-- Data section follows --
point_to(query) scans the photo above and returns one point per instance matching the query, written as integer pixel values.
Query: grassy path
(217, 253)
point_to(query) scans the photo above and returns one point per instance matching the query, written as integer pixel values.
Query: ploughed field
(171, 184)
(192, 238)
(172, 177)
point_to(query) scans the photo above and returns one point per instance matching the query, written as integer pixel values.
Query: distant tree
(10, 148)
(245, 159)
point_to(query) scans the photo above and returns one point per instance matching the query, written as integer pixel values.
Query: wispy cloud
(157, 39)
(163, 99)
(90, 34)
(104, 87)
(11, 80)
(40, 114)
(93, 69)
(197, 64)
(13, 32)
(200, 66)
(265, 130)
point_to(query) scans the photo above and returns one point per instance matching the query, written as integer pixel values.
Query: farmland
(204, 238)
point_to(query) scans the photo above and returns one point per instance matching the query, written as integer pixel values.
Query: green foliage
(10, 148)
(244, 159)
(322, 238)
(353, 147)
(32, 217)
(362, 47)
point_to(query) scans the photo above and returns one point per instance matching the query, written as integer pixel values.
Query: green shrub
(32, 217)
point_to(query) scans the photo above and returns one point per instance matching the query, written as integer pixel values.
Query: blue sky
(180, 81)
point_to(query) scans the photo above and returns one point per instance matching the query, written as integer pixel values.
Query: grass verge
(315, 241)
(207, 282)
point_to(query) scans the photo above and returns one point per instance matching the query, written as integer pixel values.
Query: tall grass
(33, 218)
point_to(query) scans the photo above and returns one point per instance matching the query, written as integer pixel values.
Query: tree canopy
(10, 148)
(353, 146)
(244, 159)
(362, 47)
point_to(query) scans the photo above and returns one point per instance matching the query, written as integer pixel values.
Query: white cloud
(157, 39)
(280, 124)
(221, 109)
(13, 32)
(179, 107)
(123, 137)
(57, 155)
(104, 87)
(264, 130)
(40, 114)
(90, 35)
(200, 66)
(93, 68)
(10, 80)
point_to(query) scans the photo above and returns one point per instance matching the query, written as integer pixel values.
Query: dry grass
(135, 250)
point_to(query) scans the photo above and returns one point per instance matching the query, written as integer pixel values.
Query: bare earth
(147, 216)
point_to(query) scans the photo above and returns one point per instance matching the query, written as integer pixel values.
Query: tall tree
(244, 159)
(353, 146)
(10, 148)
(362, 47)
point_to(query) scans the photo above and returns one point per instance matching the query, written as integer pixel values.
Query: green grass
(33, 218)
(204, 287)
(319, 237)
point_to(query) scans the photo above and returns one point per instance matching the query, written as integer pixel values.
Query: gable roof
-- Data section concluded --
• Assignment: For this exercise, write out all of the data exactly.

• Written reply:
point_to(query) scans the photo above and returns one point per instance matching the query, written as integer pixel values.
Query: grassy path
(217, 253)
point_to(query) scans the photo above and returns one point per instance matching the query, written as integer pixel values.
Query: ploughed field
(171, 184)
(192, 238)
(172, 177)
point_to(query) scans the photo above and returns one point per instance matching the query, written as integer pixel values.
Query: distant tree
(10, 148)
(245, 159)
point_to(query) scans the photo above and returns one point per instance matching the query, written as integer pixel values.
Query: wispy cloud
(157, 39)
(163, 99)
(90, 34)
(104, 87)
(11, 80)
(40, 114)
(93, 69)
(197, 64)
(13, 32)
(200, 66)
(265, 130)
point_to(query) scans the photo above and returns one point per instance matching the query, written as integer pixel values.
Query: farmland
(204, 238)
point_to(query) scans the photo above and returns one point per instance matching the query, written as integer pixel values.
Query: green foliage
(10, 148)
(244, 159)
(322, 238)
(353, 147)
(32, 217)
(362, 47)
point_to(query) scans the photo above and returns one point per instance matching the query, written as integer pixel values.
Query: green shrub
(32, 217)
point_to(query) scans the photo above and returns one point per instance matching the query, written as integer pixel values.
Query: blue sky
(180, 81)
point_to(query) scans the photo above and returns one point per instance matching the query, written as integer pixel values.
Query: grass verge
(315, 241)
(207, 282)
point_to(query) scans the photo above and returns one point per instance matching the query, written as integer pixel values.
Query: tall grass
(33, 218)
point_to(query) scans the photo above and returns one point per instance matching the query, written as integer pixel values.
Query: tree canopy
(10, 148)
(353, 146)
(244, 159)
(362, 47)
point_to(query) scans the photo above and returns one point per instance matching the query, written as integer pixel values.
Query: white cloud
(157, 39)
(280, 124)
(221, 109)
(13, 32)
(179, 107)
(123, 137)
(57, 155)
(104, 87)
(264, 130)
(40, 114)
(90, 35)
(200, 66)
(93, 68)
(10, 80)
point_to(query) scans the photo above and returns one point per instance matching the query, written as integer pixel values.
Query: dry grass
(135, 250)
point_to(query) scans the photo above and returns one point per instance matching the query, written as integer pixel values.
Query: bare earth
(147, 216)
point_to(query) scans the photo above and returns one point per instance matching the query, written as integer pixel values.
Query: tall tree
(244, 159)
(353, 146)
(10, 148)
(362, 47)
point_to(query) scans the photo above and returns one point per instance matching the query, written as integer pixel values.
Query: green grass
(33, 218)
(204, 287)
(319, 237)
point_to(query) scans the photo above and returns one point per instance matching the query, written as integer pixel values.
Query: gable roof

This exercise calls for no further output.